***** Data provided
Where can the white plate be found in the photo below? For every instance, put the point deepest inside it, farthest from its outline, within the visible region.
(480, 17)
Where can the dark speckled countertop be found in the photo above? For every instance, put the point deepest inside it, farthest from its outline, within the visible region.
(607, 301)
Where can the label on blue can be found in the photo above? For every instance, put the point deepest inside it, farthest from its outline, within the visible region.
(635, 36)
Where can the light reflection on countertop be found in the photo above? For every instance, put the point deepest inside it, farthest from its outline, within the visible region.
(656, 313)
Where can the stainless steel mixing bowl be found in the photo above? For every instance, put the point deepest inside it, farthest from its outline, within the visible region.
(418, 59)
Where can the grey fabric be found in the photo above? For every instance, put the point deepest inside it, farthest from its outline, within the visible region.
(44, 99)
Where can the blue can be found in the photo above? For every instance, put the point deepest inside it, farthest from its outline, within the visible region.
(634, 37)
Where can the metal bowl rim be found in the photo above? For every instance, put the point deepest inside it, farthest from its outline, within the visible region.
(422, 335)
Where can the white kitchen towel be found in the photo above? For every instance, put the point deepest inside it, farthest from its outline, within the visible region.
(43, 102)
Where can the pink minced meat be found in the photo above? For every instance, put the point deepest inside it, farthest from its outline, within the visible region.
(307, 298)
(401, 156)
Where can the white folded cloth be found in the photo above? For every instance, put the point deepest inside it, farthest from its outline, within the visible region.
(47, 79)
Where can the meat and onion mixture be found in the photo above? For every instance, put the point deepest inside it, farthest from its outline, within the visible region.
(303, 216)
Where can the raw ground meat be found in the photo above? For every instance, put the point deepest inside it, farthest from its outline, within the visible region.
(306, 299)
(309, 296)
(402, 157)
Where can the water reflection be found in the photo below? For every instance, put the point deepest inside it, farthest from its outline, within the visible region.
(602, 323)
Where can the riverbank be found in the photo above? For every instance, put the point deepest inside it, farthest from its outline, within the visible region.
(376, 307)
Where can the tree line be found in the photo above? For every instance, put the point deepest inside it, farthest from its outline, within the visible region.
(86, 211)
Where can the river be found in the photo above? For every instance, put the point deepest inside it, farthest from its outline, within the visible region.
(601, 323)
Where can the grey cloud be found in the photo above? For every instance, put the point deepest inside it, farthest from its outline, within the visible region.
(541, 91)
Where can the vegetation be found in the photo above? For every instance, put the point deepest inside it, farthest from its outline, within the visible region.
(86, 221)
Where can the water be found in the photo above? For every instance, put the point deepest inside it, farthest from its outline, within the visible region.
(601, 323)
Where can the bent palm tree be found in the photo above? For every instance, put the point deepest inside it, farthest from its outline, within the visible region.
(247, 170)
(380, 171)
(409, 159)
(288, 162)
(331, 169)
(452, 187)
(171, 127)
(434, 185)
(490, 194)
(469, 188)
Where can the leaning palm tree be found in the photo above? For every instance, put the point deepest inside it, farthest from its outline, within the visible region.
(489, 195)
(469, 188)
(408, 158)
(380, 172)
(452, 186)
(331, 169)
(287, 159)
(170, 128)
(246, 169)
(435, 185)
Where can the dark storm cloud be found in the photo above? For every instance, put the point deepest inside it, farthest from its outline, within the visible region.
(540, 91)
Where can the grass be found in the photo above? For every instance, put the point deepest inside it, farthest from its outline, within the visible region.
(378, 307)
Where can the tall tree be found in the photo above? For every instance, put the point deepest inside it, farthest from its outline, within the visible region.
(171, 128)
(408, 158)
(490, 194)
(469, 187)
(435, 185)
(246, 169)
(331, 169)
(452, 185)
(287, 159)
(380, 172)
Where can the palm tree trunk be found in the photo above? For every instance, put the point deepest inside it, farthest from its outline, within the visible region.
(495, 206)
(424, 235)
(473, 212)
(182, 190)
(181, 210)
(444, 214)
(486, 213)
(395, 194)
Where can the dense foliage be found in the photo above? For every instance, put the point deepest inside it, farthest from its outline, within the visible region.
**********
Exercise aim
Produce the whole listing again, exactly as it reads above.

Your solution
Where can the white plate be found in the photo below? For every instance, put the point deepest inside it, farthest from its outline, within the visible region.
(480, 17)
Where can the dark speckled countertop be found in the photo above? For every instance, put the point deepest inside it, farthest from its outline, within the visible region.
(607, 301)
Where can the label on blue can be found in the photo above? For every instance, put the point deepest inside it, farthest from its outline, within the visible region.
(635, 36)
Where can the light reflection on countertop be found in the photo above? For every instance, put the point deepest inside it, farthest from its outline, within the visible region.
(656, 313)
Where can the stainless steel mixing bowl be found in the photo above? For every instance, put the point deepest inside it, farthest from its outline, within the visible region.
(418, 59)
Where can the grey fabric be found in the photo above? For every instance, put the point deepest inside it, farthest from its outline, within the visible region.
(44, 99)
Where can the blue can be found in the photo above? For every instance, put the point deepest inside it, farthest from its outline, within the visible region.
(634, 37)
Where can the metal bowl rim be found in the photo above? For every instance, put the point deepest inside it, farthest from its outline, within the visible region.
(422, 335)
Where can the white kitchen towel be found in the photo above? For every instance, put the point deepest inside it, farthest from its outline, within the visible region.
(43, 102)
Where can the pink minced meat be found in the photo above? For every instance, put the point deepest inside it, farthest from its outline, within the visible region.
(307, 298)
(401, 156)
Where can the white folded cloth be found in the photo above? For every instance, put the point deepest inside it, farthest from its outline, within the visible region.
(47, 79)
Where can the meat and onion mixture be found in the photo above? For every instance, put the point deepest inside it, farthest from its outline, within the visible region.
(303, 216)
Where can the raw ground meat be found in the photo above? For every instance, put the point deepest inside it, farthest from its outline, within the visible region.
(306, 299)
(309, 296)
(402, 157)
Where can the water reflection be found in the photo below? For every instance, put the point deepest inside it, farthest from its outline, within the visible region.
(602, 323)
Where can the riverbank be found in the photo above? For every instance, put the point deepest inside it, farthest from its outline, within the visible region.
(376, 307)
Where can the tree line be found in the photo above? For every instance, put the point deepest inside it, farthest from its outline, within the visible region.
(86, 211)
Where can the river be found in the photo above? For every instance, put the point deepest inside it, farthest from its outline, within the visible region.
(601, 323)
Where can the grey cloud be found in the photo above? For every instance, put the point deepest inside it, farthest from its outline, within the visible region.
(541, 91)
Where can the vegetation be found in the photo above? For every instance, put the point deepest inside it, farthest from its outline, within the visible region.
(86, 221)
Where can the water be found in the photo above? For every instance, put the point deepest inside it, farthest from its outline, within the visible region.
(601, 323)
Where can the bent palm tree be found in the photo above? For every instance, put the point deepest inside it, farthest from its outline, within the visible region.
(247, 170)
(380, 171)
(409, 159)
(288, 162)
(331, 169)
(452, 187)
(171, 127)
(434, 185)
(490, 194)
(469, 188)
Where can the leaning palm tree be found in the photo above? For every instance, put the point deepest inside it, farthest from its outline, within the visible region.
(489, 195)
(469, 188)
(408, 158)
(380, 172)
(452, 186)
(331, 169)
(287, 159)
(170, 128)
(246, 169)
(435, 185)
Where can the dark storm cloud be found in the photo above? For every instance, put the point deepest inside it, farthest from its outline, within the visible region.
(540, 91)
Where can the grass be found in the photo above? For every instance, put the point deepest inside it, farthest from its outline, within the visible region.
(378, 307)
Where can the tall tree be found in the photo above? For every instance, put the point deepest inside it, farthest from its outline, within the visible region.
(171, 128)
(408, 158)
(490, 194)
(469, 187)
(435, 185)
(246, 169)
(331, 169)
(452, 185)
(287, 159)
(380, 172)
Where can the palm tree trunk be found in the photo above? For every instance, put the point deepest inside it, farthest from its outline, within the visible region.
(495, 206)
(424, 235)
(473, 212)
(182, 190)
(181, 210)
(444, 214)
(486, 213)
(395, 194)
Where can the dense foliage be found in the photo above? For every instance, put the point deepest inside it, farthest from its outline, within the visible region.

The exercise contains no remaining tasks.